(Recorded data)
■ ■ ■ ■ ■

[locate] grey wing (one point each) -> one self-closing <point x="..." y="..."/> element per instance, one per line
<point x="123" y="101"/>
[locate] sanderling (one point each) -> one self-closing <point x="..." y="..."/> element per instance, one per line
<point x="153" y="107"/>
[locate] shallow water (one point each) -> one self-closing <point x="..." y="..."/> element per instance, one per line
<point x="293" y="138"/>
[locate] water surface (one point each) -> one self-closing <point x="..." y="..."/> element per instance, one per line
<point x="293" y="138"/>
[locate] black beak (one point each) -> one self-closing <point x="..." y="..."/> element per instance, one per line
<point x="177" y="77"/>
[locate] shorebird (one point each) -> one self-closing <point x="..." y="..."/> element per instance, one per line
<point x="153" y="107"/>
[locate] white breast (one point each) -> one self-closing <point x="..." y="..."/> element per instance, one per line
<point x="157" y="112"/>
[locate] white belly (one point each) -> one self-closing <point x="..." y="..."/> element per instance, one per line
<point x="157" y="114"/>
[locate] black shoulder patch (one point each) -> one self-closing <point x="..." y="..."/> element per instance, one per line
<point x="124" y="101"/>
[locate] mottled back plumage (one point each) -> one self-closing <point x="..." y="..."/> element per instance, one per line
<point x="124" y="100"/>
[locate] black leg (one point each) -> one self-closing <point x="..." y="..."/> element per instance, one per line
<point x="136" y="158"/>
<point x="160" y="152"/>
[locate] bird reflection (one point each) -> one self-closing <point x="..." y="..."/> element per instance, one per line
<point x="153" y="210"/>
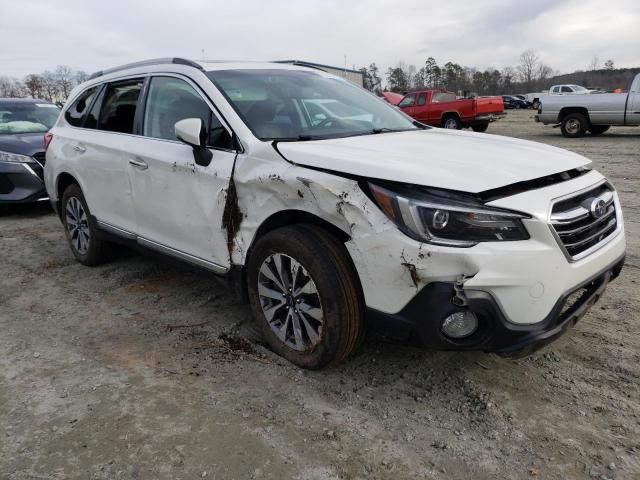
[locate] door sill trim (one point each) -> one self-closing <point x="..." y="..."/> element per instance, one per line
<point x="159" y="247"/>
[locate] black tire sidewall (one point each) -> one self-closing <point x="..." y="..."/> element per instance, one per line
<point x="94" y="252"/>
<point x="310" y="252"/>
<point x="583" y="125"/>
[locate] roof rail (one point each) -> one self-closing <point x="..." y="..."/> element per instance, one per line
<point x="154" y="61"/>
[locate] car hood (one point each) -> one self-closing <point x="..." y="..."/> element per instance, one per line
<point x="448" y="159"/>
<point x="22" y="143"/>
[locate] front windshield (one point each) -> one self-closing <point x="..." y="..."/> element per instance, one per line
<point x="301" y="105"/>
<point x="27" y="117"/>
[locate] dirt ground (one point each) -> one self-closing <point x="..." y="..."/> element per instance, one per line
<point x="100" y="378"/>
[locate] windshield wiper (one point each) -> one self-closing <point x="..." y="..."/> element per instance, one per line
<point x="299" y="138"/>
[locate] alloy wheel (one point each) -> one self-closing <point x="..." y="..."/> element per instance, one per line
<point x="77" y="225"/>
<point x="290" y="302"/>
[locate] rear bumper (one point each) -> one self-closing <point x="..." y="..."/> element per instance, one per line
<point x="419" y="322"/>
<point x="21" y="183"/>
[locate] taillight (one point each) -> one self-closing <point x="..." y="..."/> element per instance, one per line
<point x="47" y="140"/>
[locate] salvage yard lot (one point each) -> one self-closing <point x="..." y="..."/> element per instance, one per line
<point x="104" y="376"/>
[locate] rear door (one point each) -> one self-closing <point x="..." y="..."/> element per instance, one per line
<point x="98" y="147"/>
<point x="178" y="204"/>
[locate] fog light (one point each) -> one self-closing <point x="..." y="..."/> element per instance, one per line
<point x="460" y="324"/>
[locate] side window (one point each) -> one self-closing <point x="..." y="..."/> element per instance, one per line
<point x="170" y="100"/>
<point x="76" y="112"/>
<point x="408" y="100"/>
<point x="92" y="117"/>
<point x="119" y="106"/>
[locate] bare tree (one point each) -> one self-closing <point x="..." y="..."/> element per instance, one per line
<point x="34" y="85"/>
<point x="529" y="64"/>
<point x="65" y="80"/>
<point x="11" y="87"/>
<point x="50" y="85"/>
<point x="545" y="72"/>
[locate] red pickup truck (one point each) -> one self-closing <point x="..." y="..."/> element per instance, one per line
<point x="443" y="109"/>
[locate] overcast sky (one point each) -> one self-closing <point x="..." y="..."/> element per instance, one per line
<point x="90" y="34"/>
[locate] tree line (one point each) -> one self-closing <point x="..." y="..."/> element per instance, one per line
<point x="531" y="74"/>
<point x="54" y="86"/>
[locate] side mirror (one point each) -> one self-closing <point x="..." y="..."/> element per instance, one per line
<point x="193" y="132"/>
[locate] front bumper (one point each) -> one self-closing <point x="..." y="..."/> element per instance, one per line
<point x="21" y="183"/>
<point x="420" y="320"/>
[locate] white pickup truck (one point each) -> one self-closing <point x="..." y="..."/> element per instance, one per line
<point x="566" y="89"/>
<point x="577" y="114"/>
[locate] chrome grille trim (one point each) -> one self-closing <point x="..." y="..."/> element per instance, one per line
<point x="579" y="232"/>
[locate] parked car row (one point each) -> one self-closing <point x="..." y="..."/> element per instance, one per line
<point x="23" y="123"/>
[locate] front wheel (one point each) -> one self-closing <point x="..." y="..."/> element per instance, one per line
<point x="305" y="296"/>
<point x="80" y="228"/>
<point x="480" y="127"/>
<point x="574" y="125"/>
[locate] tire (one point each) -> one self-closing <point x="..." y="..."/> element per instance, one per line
<point x="480" y="127"/>
<point x="452" y="122"/>
<point x="83" y="238"/>
<point x="574" y="125"/>
<point x="328" y="312"/>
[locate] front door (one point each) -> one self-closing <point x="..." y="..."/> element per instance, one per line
<point x="179" y="204"/>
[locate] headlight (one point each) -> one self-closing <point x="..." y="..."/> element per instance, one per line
<point x="451" y="221"/>
<point x="15" y="158"/>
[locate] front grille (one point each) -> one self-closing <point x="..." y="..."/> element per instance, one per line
<point x="585" y="220"/>
<point x="40" y="157"/>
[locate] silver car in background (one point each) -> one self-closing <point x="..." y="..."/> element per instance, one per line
<point x="577" y="114"/>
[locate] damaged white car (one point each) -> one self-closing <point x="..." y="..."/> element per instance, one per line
<point x="334" y="221"/>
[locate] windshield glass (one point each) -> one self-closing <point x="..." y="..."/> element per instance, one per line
<point x="301" y="105"/>
<point x="27" y="117"/>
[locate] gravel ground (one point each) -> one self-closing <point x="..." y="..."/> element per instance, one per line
<point x="100" y="377"/>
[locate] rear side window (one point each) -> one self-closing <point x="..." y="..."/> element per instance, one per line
<point x="76" y="113"/>
<point x="171" y="100"/>
<point x="119" y="106"/>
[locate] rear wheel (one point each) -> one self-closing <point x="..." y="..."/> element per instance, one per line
<point x="574" y="125"/>
<point x="480" y="127"/>
<point x="304" y="294"/>
<point x="80" y="228"/>
<point x="452" y="122"/>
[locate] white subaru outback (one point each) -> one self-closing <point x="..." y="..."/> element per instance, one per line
<point x="332" y="211"/>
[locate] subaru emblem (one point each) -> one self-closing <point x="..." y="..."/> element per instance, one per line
<point x="598" y="208"/>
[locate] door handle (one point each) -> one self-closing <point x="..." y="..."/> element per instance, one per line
<point x="138" y="164"/>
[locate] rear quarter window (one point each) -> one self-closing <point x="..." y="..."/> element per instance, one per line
<point x="76" y="113"/>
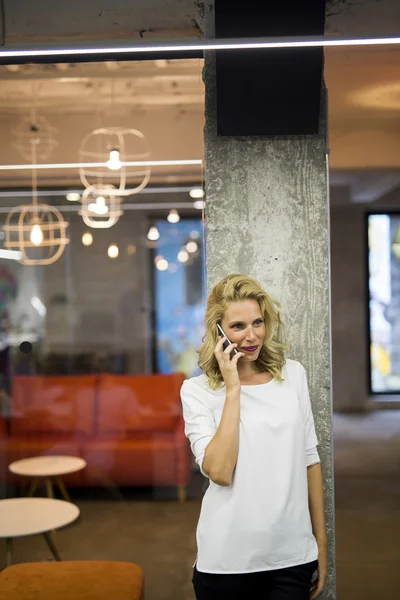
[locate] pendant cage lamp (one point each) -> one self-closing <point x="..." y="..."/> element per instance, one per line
<point x="114" y="146"/>
<point x="37" y="231"/>
<point x="100" y="209"/>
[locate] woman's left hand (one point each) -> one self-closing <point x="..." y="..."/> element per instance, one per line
<point x="319" y="584"/>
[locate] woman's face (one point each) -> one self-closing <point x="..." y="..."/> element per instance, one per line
<point x="244" y="325"/>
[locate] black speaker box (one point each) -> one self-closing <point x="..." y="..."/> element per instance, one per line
<point x="270" y="92"/>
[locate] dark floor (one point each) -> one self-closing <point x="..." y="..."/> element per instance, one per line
<point x="159" y="533"/>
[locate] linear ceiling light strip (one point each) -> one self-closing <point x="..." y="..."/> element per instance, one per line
<point x="195" y="46"/>
<point x="149" y="163"/>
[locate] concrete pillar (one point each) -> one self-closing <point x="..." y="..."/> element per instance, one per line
<point x="267" y="216"/>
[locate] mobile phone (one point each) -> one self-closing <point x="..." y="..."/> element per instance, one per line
<point x="227" y="341"/>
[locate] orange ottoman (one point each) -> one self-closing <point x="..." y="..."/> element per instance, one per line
<point x="80" y="580"/>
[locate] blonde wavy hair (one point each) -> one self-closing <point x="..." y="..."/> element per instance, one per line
<point x="235" y="288"/>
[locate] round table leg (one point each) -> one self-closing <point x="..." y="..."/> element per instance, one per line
<point x="8" y="552"/>
<point x="33" y="488"/>
<point x="63" y="489"/>
<point x="49" y="488"/>
<point x="52" y="546"/>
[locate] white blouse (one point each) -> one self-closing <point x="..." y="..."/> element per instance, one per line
<point x="261" y="521"/>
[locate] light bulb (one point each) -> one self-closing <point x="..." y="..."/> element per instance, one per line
<point x="99" y="207"/>
<point x="87" y="239"/>
<point x="191" y="246"/>
<point x="162" y="264"/>
<point x="113" y="251"/>
<point x="173" y="216"/>
<point x="73" y="196"/>
<point x="183" y="256"/>
<point x="196" y="193"/>
<point x="114" y="162"/>
<point x="36" y="235"/>
<point x="153" y="234"/>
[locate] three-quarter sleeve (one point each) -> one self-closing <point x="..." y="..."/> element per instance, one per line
<point x="305" y="405"/>
<point x="200" y="426"/>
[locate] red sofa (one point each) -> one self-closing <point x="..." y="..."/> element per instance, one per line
<point x="129" y="429"/>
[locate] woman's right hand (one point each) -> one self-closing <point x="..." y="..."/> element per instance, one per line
<point x="228" y="365"/>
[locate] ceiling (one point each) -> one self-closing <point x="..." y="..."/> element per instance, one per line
<point x="165" y="100"/>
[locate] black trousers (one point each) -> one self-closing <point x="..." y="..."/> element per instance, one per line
<point x="292" y="583"/>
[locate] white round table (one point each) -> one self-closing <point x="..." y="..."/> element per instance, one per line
<point x="47" y="468"/>
<point x="30" y="516"/>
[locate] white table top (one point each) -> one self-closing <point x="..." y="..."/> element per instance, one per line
<point x="29" y="516"/>
<point x="47" y="466"/>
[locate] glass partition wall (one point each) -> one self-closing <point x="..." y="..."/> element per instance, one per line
<point x="102" y="303"/>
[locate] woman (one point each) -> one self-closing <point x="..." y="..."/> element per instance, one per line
<point x="261" y="532"/>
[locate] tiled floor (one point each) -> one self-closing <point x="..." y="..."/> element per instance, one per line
<point x="159" y="535"/>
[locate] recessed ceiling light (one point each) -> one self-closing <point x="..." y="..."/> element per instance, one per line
<point x="113" y="251"/>
<point x="199" y="204"/>
<point x="196" y="193"/>
<point x="173" y="216"/>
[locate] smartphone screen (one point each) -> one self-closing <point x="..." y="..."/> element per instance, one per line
<point x="227" y="341"/>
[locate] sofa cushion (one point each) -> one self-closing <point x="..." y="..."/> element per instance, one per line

■ ■ ■ ■ ■

## EXERCISE:
Locate "[locate] white table" in the data above. Then repeat, exactly, its line and each line after it through the last, adding nothing.

## THE SOLUTION:
[locate] white table top (one point each) -> one self-closing <point x="..." y="..."/> element per instance, one per line
<point x="29" y="516"/>
<point x="47" y="466"/>
[locate] glass partition wall (one point each) -> one self-closing <point x="..." y="..."/> element per instance, one per line
<point x="102" y="303"/>
[locate] woman (one point each) -> one self-closing <point x="..." y="..."/> element per instance, one per line
<point x="261" y="532"/>
[locate] tiled floor (one point each) -> one self-closing <point x="..." y="..."/> element per instance, one per line
<point x="159" y="535"/>
[locate] recessed ceiling light (one point each) -> one self-closing <point x="..." y="..."/> element per instance, one per line
<point x="113" y="251"/>
<point x="199" y="204"/>
<point x="196" y="193"/>
<point x="173" y="216"/>
[locate] smartphone screen (one point each) -> one self-closing <point x="..." y="..."/> element per instance, one per line
<point x="227" y="341"/>
[locate] sofa cushion (one point each) -> one self-closing <point x="..." y="..."/> element per instance, one per line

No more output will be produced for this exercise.